WHAT TO WORK ON:
A. Reproduce the excerpt on the Slatkin trustee dispute from "And just for" up to and including "that to occur.".
B. Answer these questions from the excerpt on the Slatkin trustee dispute:
(i) What office did Al Ribisi say the Church has to handle these things?
(ii) What is the name of the trustee?
(iii) Which Scientology founder did Lonstein quote?

╭─ DOCUMENT EXTRACT

Scientologist net-loser Al Ribisi questioned
Lonstein’s failure to make clear his own pecuniary interest in the motion, and
chided him; "(for) positioning the issue in any way with our Church. Leave the Church out of it. It’s off-line. We have an Office of Special Affairs to handle these things."
Lonstein responded by quoting liberally from Scientology founder L. Ron Hubbard,
and claimed that trustee Todd Neilson was a "suppressive" - a Scientology
term for an "enemy" - for attempting to recoup Slatkin profits from
"hundreds of upstanding, ethical, productive Scientologists":
3. While I understand your comm about the Church, there is no "positioning"
going on here. It is a fact that we have received interrogatories from the
Trustee, listing out the various entities of the Church, and asking for information
about them. It certainly appears that he is getting ready to at least attempt
to sue the Church. Have you seen the interrogatory listing all the Church
entities?
To say that this is simply a matter for OSA misses the mark as to all
of our personal responsibility. If the Church is sued, then each person involved
in this Slatkin mess, (be it net losers or net gainers) is personally responsible
to fully handle the situation. I think that rather than just wait for the
Trustee to sue the Church, we should all (net gainers and net losers) take
pre-emptive actions to stop him right now.
And just for the record, I personally believe that the Trustee’s actions
are suppressive, and that his suit of hundreds of upstanding, ethical, productive
Scientologists is suppressive, and that his attempts use the legal system
to strong-arm Scientologists into paying him by trying to get their assets
attached in advance of a judgement are suppressive, and that his posturing
to sue the Church is grossly suppressive, and if he sues the Church, he is
100% suppressive, and that anyone who actively backs him up or sits quietly
on the sidelines getting monetary benefit from his actions is aiding and abetting
a Suppressive. Think about it, one of the distributions you receive from the
Trustee could potentially be money extracted from the Church. No-one would
want that to occur.

╰─
╭─ SUPPLIED INFORMATION

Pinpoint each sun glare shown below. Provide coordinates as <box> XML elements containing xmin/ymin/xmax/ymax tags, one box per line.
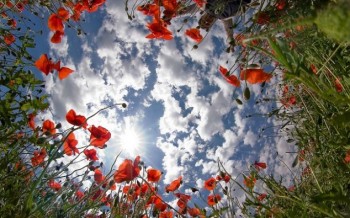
<box><xmin>120</xmin><ymin>127</ymin><xmax>142</xmax><ymax>155</ymax></box>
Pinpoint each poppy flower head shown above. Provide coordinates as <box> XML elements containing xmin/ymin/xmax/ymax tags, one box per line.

╰─

SET OF ANSWERS:
A.
And just for the record, I personally believe that the Trustee’s actions
are suppressive, and that his suit of hundreds of upstanding, ethical, productive
Scientologists is suppressive, and that his attempts use the legal system
to strong-arm Scientologists into paying him by trying to get their assets
attached in advance of a judgement are suppressive, and that his posturing
to sue the Church is grossly suppressive, and if he sues the Church, he is
100% suppressive, and that anyone who actively backs him up or sits quietly
on the sidelines getting monetary benefit from his actions is aiding and abetting
a Suppressive. Think about it, one of the distributions you receive from the
Trustee could potentially be money extracted from the Church. No-one would
want that to occur.

B.
(i) The Office of Special Affairs
(ii) Todd Neilson
(iii) L. Ron Hubbard